_Work required_
Give a single number in reply. It is the count of lines below that contain the string "rock".

Free-text object descriptions:
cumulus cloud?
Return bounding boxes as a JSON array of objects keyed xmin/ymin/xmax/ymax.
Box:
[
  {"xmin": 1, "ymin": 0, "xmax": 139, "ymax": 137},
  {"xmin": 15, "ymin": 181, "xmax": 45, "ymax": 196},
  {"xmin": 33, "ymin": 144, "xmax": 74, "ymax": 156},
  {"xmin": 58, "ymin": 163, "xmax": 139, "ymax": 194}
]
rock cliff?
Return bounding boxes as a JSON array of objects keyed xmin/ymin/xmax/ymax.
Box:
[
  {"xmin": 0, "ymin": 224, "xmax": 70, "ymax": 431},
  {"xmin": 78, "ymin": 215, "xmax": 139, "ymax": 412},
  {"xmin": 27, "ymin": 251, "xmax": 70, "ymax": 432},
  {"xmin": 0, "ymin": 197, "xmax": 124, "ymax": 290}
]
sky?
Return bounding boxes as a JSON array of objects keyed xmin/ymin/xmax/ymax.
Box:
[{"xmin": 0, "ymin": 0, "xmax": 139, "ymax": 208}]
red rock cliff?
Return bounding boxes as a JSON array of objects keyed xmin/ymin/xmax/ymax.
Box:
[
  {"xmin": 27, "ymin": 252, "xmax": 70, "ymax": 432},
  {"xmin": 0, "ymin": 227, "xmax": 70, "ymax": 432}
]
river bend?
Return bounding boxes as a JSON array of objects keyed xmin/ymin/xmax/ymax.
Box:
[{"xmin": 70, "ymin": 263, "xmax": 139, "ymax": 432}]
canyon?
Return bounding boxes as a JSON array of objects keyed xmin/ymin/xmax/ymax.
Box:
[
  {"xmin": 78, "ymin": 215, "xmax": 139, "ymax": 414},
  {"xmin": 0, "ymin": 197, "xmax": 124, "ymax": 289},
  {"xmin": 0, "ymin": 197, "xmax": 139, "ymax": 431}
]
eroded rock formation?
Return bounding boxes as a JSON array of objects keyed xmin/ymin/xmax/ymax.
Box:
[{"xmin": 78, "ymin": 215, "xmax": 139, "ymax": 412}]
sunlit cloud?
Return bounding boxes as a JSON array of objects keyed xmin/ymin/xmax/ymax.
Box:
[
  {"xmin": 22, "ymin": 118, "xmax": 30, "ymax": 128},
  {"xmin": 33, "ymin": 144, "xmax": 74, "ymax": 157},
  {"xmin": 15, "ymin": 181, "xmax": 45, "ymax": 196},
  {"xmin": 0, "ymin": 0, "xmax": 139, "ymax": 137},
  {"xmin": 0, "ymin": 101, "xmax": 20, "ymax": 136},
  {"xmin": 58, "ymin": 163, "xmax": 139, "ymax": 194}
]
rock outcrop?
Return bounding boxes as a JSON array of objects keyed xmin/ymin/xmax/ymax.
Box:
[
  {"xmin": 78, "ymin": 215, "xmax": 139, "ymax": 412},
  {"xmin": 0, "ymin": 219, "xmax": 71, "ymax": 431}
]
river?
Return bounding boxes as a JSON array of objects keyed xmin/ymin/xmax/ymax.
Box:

_Solution for this task_
4